▸ **THE EXERCISE**:
Write out every entry exactly as it appears.

Records excerpted from a collection:
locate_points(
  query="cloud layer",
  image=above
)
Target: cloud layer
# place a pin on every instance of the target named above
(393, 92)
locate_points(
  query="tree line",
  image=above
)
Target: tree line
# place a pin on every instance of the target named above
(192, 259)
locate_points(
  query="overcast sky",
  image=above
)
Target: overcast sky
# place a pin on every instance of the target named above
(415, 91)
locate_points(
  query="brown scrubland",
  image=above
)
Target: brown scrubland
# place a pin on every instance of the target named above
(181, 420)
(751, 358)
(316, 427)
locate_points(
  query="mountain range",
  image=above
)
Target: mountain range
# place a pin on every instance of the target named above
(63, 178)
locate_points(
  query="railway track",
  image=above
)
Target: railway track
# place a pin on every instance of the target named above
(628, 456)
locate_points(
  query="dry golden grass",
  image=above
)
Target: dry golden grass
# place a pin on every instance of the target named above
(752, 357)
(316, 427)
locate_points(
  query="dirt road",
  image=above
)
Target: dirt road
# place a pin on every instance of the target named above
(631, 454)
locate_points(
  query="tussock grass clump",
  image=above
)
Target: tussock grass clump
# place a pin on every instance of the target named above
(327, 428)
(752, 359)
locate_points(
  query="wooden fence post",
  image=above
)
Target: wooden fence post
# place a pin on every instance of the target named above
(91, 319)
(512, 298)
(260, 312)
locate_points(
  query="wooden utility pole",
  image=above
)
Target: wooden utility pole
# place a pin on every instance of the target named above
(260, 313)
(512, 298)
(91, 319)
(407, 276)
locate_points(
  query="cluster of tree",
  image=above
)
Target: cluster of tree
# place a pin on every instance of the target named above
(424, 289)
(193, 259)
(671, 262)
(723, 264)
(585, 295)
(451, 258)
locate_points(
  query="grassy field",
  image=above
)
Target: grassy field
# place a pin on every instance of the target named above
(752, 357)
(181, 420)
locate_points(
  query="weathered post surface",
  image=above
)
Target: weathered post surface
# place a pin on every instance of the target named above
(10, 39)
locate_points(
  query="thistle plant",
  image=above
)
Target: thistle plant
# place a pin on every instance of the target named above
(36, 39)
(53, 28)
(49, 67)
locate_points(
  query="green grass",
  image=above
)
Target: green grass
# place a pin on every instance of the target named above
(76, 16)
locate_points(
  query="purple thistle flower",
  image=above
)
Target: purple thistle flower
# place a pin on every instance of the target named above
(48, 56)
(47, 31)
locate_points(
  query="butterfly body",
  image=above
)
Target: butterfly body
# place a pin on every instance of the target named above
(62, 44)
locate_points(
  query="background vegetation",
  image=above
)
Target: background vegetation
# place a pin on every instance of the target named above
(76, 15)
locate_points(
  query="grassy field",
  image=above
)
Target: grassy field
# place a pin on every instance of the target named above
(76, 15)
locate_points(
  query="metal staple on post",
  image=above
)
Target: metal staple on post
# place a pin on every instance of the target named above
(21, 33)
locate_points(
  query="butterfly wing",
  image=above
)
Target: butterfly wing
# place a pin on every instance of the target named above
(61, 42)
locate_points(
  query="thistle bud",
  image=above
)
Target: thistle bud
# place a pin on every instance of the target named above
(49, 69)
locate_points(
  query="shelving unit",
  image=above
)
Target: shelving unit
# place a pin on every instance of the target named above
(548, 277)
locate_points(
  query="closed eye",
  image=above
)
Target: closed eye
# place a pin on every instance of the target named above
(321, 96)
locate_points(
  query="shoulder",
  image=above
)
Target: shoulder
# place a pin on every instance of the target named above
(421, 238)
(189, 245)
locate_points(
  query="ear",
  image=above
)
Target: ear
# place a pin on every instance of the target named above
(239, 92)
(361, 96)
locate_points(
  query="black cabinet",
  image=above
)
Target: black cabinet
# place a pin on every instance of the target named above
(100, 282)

▸ **WRITTEN RESPONSE**:
locate_points(
  query="cloud layer",
  image=above
)
Target: cloud layer
# place a pin on every instance of the target named above
(393, 92)
locate_points(
  query="tree line",
  image=above
)
Target: tree line
# place a pin on every instance of the target named above
(192, 259)
locate_points(
  query="overcast sky",
  image=above
)
Target: overcast sky
# place a pin on every instance of the target named above
(415, 91)
locate_points(
  query="brown scrubland",
  image=above
)
Target: brown scrubland
# place a pin on every instance of the target named above
(181, 420)
(751, 358)
(316, 427)
locate_points(
  query="mountain range",
  image=above
)
Target: mountain range
# place a pin on every instance of the target named above
(63, 178)
locate_points(
  query="railway track",
  image=above
)
Target: railway track
# place a pin on every instance of the target named above
(628, 456)
locate_points(
  query="dry golden grass",
  image=above
)
Target: dry golden grass
# place a pin on every instance of the target named above
(752, 357)
(316, 427)
locate_points(
  query="dirt road",
  image=above
)
Target: dirt road
# place a pin on every instance of the target named above
(631, 454)
locate_points(
  query="tussock grass clump",
  image=above
)
Target: tussock grass clump
# place a pin on every instance of the target named above
(327, 428)
(752, 359)
locate_points(
  query="wooden fence post",
  image=above
)
Target: wooden fence post
# place a pin on every instance of the target named above
(91, 319)
(512, 298)
(260, 312)
locate_points(
  query="wooden utility pole",
  image=above
)
Target: wooden utility pole
# place a pin on every instance of the target named above
(260, 313)
(512, 298)
(91, 319)
(407, 276)
locate_points(
  query="cluster of tree",
  image=above
)
Target: cluster of tree
# place a pin on every instance of the target named above
(424, 289)
(193, 259)
(671, 262)
(723, 264)
(585, 295)
(451, 258)
locate_points(
  query="grassy field",
  image=above
)
Target: grassy field
# place a pin on every instance of the target named above
(752, 357)
(181, 420)
locate_points(
  query="weathered post surface",
  image=above
)
Target: weathered post surface
# place a pin on every instance of the target named above
(10, 39)
locate_points(
  query="thistle plant",
  image=above
)
Target: thistle plant
# place a pin on every instance of the target named above
(36, 39)
(53, 28)
(49, 67)
locate_points(
  query="green grass",
  image=above
)
Target: green grass
# place a pin on every instance of the target named above
(76, 16)
locate_points(
  query="purple thistle flower",
  image=above
)
Target: purple thistle flower
# place a pin on every instance of the target named above
(48, 56)
(47, 31)
locate_points(
  query="butterfly body",
  image=above
)
Target: butterfly body
# place a pin on every instance of the target named above
(62, 44)
locate_points(
  query="background vegetation",
  image=above
)
Target: background vegetation
# place a pin on every instance of the target named above
(76, 15)
locate_points(
  query="grassy field",
  image=above
)
Target: grassy field
# place a pin on every instance of the target named above
(76, 15)
locate_points(
  query="metal staple on post",
  image=above
)
Target: metal staple on post
# place a pin on every instance of the target named above
(21, 33)
locate_points(
  query="butterfly wing",
  image=above
)
Target: butterfly wing
# place a pin on every instance of the target named above
(61, 42)
locate_points(
  query="thistle bud",
  image=above
)
Target: thistle bud
# place a pin on every instance of the target named above
(49, 69)
locate_points(
  query="shelving unit",
  image=above
)
Target: shelving unit
# place a pin on every instance of the target named above
(548, 277)
locate_points(
  query="closed eye",
  image=above
)
Target: closed eye
# place a pin on every instance of the target named above
(321, 96)
locate_points(
  query="shoulder",
  image=above
)
Target: shoulder
# place a pin on every instance of the target named above
(421, 238)
(189, 245)
locate_points(
  query="ear",
  image=above
)
Target: ear
# place a pin on every instance of the target named above
(239, 92)
(361, 96)
locate_points(
  query="black cabinet",
  image=above
)
Target: black cabinet
# place a pin on every instance of the target named above
(100, 282)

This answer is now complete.